Tarea a
Indica si cada afirmación concuerda con el fragmento sobre los montañistas y responde sí o no, citando textualmente las palabras que lo deciden: (i) el grupo salió de la ciudad de México a las tres de la tarde; (ii) el volcán Sierra Negra se ubica en Veracruz; (iii) la camioneta entró al camino paralelo siguiendo la ruta de una aplicación.

Fragmento
Un grupo de montañistas salió el viernes pasado, a las tres de la tarde, de la ciudad de México. Viajaban a bordo de dos camionetas, un auto y una moto. Intentaban escalar el volcán Sierra Negra, ubicado en Puebla: un ascenso de 4,640 metros, que ellos creían lo más duro que tendrían que enfrentar. Se equivocaron.

La encargada del hotel en el que habían reservado les recomendó que hicieran lo posible por llegar a Atzintzintla con la luz del día. El volcán se encuentra dentro del “Triángulo Rojo” del huachicol: una zona por donde pasa  40%  del combustible que recibe la CDMX, y en la que los homicidios, los robos, los secuestros, se han disparado desde al menos 2013.

A las 18:25, la tripulante de una de las camionetas se comunicó con sus compañeros: un grupo armado les había cerrado el paso a unos kilómetros de la caseta de Esperanza. Los montañistas que viajaban en ese vehículo habían ingresado —siguiendo la ruta marcada por la aplicación Waze—  en un camino que corre paralelo a la autopista. Una ruta de sembradíos, a la que escoltan altos pinos.

Tarea b
Convierte en lista numerada, sin las líneas en blanco, la parte del listado que empieza en su primera línea y termina en la línea que contiene "[0,144,668,377]", ambas incluidas.

Elementos de un conjunto de datos

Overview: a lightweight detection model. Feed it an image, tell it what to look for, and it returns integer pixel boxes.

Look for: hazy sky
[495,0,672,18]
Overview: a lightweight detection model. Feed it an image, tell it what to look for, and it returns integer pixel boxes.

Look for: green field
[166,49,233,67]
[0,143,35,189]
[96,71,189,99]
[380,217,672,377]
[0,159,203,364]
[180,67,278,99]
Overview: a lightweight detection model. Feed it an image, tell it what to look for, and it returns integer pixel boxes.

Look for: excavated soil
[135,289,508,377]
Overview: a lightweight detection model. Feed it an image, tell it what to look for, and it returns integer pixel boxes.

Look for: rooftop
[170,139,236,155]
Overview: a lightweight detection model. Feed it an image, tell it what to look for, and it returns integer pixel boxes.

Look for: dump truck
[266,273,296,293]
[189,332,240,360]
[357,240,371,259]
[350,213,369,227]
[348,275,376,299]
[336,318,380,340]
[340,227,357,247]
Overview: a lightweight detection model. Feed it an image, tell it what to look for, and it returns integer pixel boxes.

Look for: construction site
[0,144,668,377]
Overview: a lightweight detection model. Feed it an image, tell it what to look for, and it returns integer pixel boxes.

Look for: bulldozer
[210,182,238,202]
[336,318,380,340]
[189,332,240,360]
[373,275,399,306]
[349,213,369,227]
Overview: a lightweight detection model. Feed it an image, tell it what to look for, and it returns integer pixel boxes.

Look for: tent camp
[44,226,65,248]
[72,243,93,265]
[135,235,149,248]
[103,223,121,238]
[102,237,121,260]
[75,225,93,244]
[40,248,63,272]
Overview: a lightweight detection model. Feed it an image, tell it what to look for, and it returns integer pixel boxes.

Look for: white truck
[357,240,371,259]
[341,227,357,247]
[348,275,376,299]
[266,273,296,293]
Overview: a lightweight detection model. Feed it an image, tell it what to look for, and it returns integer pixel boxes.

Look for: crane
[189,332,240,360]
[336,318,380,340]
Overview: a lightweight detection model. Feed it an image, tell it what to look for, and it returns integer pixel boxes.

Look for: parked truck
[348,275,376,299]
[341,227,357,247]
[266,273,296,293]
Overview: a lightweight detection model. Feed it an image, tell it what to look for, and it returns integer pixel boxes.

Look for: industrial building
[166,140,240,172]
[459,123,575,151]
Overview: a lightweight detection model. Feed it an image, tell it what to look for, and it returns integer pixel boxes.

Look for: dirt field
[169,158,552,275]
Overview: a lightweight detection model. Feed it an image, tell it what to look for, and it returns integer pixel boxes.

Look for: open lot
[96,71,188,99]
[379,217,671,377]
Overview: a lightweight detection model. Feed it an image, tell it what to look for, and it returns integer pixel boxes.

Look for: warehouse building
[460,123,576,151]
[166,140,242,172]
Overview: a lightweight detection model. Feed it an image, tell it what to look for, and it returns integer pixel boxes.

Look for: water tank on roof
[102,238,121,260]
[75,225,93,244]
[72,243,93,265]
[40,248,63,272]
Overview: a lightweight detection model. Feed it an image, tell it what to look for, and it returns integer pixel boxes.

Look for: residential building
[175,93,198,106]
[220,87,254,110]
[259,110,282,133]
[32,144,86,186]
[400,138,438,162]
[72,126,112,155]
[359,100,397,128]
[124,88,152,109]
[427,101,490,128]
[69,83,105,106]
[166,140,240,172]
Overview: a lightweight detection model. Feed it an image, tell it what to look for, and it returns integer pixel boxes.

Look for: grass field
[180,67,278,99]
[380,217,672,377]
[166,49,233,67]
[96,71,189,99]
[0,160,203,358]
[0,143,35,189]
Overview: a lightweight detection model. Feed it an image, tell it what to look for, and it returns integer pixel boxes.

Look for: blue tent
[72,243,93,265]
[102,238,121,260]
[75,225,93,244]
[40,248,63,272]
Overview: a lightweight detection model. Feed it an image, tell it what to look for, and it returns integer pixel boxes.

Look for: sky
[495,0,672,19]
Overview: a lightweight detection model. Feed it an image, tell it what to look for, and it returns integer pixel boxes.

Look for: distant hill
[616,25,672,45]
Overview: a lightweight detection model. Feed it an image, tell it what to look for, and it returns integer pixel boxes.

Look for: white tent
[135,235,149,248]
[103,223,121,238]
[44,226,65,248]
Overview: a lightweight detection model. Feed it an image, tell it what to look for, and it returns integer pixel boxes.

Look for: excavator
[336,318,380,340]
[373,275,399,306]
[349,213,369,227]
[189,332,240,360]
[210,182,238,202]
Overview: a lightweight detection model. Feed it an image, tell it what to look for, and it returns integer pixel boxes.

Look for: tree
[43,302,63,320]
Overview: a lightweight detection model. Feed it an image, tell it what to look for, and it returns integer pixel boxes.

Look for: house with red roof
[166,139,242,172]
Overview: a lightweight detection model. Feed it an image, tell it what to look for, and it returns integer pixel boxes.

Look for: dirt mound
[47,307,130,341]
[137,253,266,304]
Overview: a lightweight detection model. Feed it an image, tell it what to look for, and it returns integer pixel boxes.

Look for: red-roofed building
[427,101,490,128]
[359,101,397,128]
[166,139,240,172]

Respuesta completa a
(i) Sí: "salió el viernes pasado, a las tres de la tarde, de la ciudad de México".
(ii) No: "ubicado en Puebla".
(iii) Sí: "siguiendo la ruta marcada por la aplicación Waze".

Respuesta completa b
1. Overview: a lightweight detection model. Feed it an image, tell it what to look for, and it returns integer pixel boxes.
2. Look for: hazy sky
3. [495,0,672,18]
4. Overview: a lightweight detection model. Feed it an image, tell it what to look for, and it returns integer pixel boxes.
5. Look for: green field
6. [166,49,233,67]
7. [0,143,35,189]
8. [96,71,189,99]
9. [380,217,672,377]
10. [0,159,203,364]
11. [180,67,278,99]
12. Overview: a lightweight detection model. Feed it an image, tell it what to look for, and it returns integer pixel boxes.
13. Look for: excavated soil
14. [135,289,508,377]
15. Overview: a lightweight detection model. Feed it an image, tell it what to look for, and it returns integer pixel boxes.
16. Look for: rooftop
17. [170,139,236,155]
18. Overview: a lightweight detection model. Feed it an image, tell it what to look for, and it returns integer pixel boxes.
19. Look for: dump truck
20. [266,273,296,293]
21. [189,332,240,360]
22. [357,240,371,259]
23. [350,213,369,227]
24. [348,275,376,299]
25. [336,318,380,340]
26. [340,227,357,247]
27. Overview: a lightweight detection model. Feed it an image, tell it what to look for, and it returns integer pixel boxes.
28. Look for: construction site
29. [0,144,668,377]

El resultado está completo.